_Instructions to follow_.
Give back exactly the lines from the line that contains "rough mask: <svg" to the last line of the listing below, inclusive, and no others.

_Records for processing_.
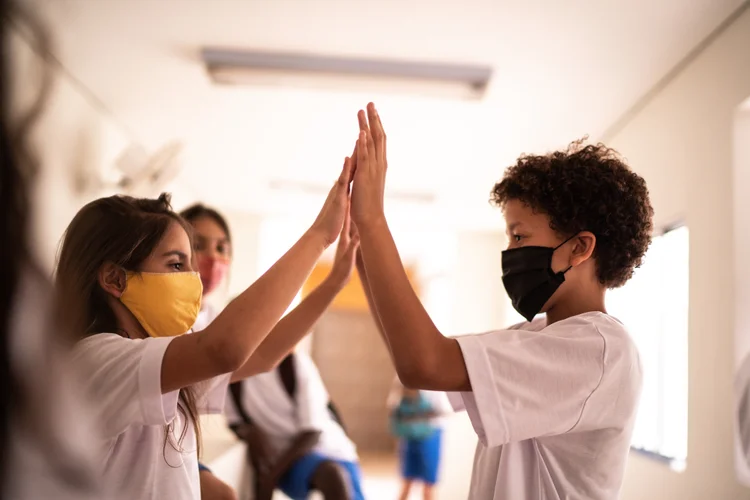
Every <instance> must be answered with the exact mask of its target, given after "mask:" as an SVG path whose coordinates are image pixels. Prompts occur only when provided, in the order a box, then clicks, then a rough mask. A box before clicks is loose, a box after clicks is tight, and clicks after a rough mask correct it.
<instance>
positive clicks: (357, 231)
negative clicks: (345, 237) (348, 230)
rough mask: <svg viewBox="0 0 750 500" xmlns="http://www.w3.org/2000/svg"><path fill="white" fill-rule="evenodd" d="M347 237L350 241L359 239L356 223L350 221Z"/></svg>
mask: <svg viewBox="0 0 750 500" xmlns="http://www.w3.org/2000/svg"><path fill="white" fill-rule="evenodd" d="M349 238H351V240H352V241H354V239H355V238H356V239H357V240H359V231H358V230H357V225H356V224H355V223H354V222H352V223H351V229H350V230H349Z"/></svg>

_Exercise output_.
rough mask: <svg viewBox="0 0 750 500" xmlns="http://www.w3.org/2000/svg"><path fill="white" fill-rule="evenodd" d="M347 237L350 241L359 239L356 223L350 221Z"/></svg>
mask: <svg viewBox="0 0 750 500" xmlns="http://www.w3.org/2000/svg"><path fill="white" fill-rule="evenodd" d="M349 238H351V240H352V241H354V239H355V238H356V239H357V240H359V231H358V230H357V225H356V224H355V223H354V222H352V223H351V229H350V230H349Z"/></svg>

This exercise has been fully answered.